**Task requirements:** Could you copy each line of the entries that contains "background"?

(Data extracted from a collection)
# # # # #

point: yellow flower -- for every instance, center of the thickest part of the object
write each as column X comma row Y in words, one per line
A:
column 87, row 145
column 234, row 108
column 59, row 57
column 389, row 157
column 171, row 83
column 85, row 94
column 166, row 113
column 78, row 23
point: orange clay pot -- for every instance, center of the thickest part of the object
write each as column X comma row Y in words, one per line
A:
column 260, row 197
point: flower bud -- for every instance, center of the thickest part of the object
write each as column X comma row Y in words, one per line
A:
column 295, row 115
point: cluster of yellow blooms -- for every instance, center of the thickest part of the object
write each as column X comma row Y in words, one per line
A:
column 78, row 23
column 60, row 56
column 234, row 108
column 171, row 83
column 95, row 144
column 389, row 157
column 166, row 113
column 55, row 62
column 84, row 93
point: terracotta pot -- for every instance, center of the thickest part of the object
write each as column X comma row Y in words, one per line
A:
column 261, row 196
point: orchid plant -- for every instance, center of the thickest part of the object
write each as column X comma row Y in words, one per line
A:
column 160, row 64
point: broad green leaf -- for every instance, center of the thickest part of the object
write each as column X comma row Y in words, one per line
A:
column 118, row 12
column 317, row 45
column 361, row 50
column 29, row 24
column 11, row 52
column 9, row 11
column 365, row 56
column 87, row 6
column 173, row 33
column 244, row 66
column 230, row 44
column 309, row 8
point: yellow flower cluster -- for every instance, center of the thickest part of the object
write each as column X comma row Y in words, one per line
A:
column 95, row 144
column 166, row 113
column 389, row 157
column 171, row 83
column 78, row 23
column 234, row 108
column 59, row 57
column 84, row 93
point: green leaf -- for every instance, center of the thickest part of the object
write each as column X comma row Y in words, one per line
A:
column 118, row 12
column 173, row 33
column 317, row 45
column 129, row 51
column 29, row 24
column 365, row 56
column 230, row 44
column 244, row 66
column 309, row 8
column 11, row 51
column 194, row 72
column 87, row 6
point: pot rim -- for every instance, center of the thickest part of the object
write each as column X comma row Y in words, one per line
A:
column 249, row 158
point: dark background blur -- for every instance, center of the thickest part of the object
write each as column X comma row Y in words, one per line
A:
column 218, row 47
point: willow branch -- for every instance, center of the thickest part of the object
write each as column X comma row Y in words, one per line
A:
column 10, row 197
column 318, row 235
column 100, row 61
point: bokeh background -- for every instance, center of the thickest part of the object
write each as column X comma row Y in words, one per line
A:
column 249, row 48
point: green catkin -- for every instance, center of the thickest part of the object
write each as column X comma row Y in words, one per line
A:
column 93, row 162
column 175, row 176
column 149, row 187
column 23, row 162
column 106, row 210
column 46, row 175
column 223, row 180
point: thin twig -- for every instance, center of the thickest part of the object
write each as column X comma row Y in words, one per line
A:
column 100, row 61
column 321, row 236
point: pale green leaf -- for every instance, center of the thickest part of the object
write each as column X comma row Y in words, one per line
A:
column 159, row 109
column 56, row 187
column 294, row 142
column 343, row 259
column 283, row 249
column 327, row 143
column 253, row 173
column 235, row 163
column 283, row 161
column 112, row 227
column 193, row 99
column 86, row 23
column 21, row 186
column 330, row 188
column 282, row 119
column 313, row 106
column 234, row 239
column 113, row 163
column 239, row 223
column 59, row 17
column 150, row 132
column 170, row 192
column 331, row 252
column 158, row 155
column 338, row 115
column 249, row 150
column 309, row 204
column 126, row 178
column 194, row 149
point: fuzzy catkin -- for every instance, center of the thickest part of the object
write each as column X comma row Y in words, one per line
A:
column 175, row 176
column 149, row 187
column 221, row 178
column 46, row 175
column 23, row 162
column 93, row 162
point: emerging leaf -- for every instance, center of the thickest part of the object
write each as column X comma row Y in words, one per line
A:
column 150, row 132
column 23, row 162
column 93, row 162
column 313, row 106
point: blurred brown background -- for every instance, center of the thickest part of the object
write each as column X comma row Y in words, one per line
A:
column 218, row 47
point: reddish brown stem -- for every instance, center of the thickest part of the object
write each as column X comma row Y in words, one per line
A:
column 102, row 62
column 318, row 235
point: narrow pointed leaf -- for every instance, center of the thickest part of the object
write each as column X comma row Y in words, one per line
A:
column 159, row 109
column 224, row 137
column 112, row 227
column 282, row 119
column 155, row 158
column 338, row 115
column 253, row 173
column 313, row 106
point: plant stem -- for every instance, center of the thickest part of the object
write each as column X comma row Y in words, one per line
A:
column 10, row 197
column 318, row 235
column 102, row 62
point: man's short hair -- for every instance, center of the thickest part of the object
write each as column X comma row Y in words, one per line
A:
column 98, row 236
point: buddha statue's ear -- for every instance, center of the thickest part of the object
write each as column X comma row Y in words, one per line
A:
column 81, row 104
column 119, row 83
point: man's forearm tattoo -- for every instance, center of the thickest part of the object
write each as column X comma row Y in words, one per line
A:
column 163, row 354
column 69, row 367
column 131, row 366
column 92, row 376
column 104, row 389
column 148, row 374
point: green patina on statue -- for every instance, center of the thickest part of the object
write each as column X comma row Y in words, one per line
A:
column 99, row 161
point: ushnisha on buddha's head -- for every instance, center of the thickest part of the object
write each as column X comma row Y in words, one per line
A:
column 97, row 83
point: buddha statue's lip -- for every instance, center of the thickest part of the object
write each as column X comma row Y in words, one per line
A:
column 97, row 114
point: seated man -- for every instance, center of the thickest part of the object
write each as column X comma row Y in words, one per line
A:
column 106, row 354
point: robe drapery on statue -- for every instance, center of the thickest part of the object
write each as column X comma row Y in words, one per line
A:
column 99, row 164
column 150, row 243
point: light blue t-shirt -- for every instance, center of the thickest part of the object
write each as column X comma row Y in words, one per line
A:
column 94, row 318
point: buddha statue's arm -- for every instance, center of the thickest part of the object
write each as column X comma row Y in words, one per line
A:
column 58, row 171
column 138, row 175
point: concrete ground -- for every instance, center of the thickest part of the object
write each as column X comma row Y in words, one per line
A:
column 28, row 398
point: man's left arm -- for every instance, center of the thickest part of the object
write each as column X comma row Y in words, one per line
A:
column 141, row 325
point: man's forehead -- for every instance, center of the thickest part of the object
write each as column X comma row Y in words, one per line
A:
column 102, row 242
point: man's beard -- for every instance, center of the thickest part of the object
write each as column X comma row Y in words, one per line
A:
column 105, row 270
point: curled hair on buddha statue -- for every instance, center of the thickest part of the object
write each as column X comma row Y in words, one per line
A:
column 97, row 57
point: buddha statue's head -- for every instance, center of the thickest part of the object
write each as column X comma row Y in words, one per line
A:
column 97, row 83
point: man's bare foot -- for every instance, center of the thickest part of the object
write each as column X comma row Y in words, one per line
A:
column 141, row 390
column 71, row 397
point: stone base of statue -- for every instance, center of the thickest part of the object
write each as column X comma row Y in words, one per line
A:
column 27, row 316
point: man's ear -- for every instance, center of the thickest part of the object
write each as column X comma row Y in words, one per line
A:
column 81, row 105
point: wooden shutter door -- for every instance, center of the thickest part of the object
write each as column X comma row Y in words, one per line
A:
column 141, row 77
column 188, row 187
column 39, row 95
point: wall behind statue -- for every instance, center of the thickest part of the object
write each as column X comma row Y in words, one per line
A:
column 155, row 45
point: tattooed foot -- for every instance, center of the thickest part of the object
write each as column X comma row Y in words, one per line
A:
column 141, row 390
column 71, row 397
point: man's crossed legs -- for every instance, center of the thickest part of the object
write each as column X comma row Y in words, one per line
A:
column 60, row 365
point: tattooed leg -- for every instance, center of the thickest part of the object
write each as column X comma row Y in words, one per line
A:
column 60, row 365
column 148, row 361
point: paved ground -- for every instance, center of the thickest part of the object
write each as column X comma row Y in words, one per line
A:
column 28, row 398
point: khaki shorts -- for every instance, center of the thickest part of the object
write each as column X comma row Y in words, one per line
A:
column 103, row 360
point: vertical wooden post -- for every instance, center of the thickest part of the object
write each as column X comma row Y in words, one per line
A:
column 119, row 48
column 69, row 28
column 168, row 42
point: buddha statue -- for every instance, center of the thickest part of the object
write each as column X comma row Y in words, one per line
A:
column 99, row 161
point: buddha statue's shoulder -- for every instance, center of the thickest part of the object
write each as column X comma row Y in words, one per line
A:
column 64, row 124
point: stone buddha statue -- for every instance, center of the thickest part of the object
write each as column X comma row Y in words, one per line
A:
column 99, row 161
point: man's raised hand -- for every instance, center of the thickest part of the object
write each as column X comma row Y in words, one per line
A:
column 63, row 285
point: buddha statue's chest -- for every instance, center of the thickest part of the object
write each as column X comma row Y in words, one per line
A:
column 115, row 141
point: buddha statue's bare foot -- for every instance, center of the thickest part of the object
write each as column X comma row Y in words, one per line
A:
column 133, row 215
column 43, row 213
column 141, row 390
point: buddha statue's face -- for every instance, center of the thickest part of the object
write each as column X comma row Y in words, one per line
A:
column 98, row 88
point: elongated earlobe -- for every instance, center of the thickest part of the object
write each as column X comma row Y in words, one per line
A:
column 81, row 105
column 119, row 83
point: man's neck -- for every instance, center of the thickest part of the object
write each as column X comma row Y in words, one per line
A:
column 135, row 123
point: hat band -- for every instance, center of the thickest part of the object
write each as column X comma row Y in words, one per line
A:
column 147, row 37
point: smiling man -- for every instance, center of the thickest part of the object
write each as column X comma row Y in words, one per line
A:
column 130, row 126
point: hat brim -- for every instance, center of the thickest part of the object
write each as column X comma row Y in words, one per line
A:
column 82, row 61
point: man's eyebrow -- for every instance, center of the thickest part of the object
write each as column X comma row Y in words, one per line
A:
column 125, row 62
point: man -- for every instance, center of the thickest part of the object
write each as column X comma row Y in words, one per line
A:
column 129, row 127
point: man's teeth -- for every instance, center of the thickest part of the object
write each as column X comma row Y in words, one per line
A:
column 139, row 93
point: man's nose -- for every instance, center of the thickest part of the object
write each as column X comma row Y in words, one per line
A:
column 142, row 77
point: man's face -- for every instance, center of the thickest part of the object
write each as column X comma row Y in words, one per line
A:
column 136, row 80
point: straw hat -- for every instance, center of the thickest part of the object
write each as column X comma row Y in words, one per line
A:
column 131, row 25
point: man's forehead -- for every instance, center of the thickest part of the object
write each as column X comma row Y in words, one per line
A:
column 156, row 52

# # # # #

**Solution:**
point: dark background blur -- for every instance, center of the thickest part of the object
point: bokeh background -- for every instance, center of the thickest part of the object
point: blurred brown background -- for every instance, center of the thickest part of the object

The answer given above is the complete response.